Text section
= Beginning of Section =

The COVID-19 delta variant is stimulating discussions across the United States over revisiting pandemic mitigation measures like lockdowns and mask mandates, but in Pennsylvania, some lawmakers aim to keep masks off school children no matter what new mandates may be imposed.
“If a kid wants to wear a mask, let them. If not, they shouldn’t have to,” State Rep. Barry Jozwiak told The Epoch Times. “It should be a parent’s choice or a student’s choice.” Children are not at high risk of getting or spreading COVID-19, he reasoned.
Jozwiak has the support of 22 cosponsors for his anti-masking legislation, HB 1746, which is now in the House Education Committee. He envisions it overriding any future mask mandate.
“Notwithstanding any provision of law to the contrary,” the bill says, “students and staff of a school entity and nonpublic school shall not be subject to the masking order and may not be required to wear a mask or universal face covering at school.”
Gov. Tom Wolf said last week he is not considering reinstating a state-level mandate for mask-wearing in students K-12 schools. Wolf is more focused on getting the population vaccinated. However, the administration is recommending Pennsylvanians and schools follow federal guidance from the Center for Disease Control.

= End of Section =

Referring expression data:
= Beginning of Section =

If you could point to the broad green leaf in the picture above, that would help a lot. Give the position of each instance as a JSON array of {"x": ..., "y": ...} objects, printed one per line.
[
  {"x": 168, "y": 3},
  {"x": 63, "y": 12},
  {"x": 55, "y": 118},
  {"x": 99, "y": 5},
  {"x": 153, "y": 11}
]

= End of Section =

To do
1) In the article on Pennsylvania school masks, which committee is HB 1746 currently in?
2) Translate this sentence from the article on Pennsylvania school masks into Spanish: "Wolf is more focused on getting the population vaccinated."
This data comes from a separate source.

Answers for this exercise
1) The House Education Committee.

2) Wolf está más centrado en lograr que la población se vacune.